── Provided entries ──

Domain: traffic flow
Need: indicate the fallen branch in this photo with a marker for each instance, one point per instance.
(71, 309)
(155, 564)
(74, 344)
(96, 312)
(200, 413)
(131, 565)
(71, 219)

───

• [Work to complete]:
The data should be printed again exactly, line for line.

• [Answer]:
Domain: traffic flow
Need: indicate the fallen branch in this photo with a marker for each instance, one point per instance.
(71, 309)
(155, 564)
(74, 344)
(96, 312)
(200, 413)
(131, 565)
(71, 219)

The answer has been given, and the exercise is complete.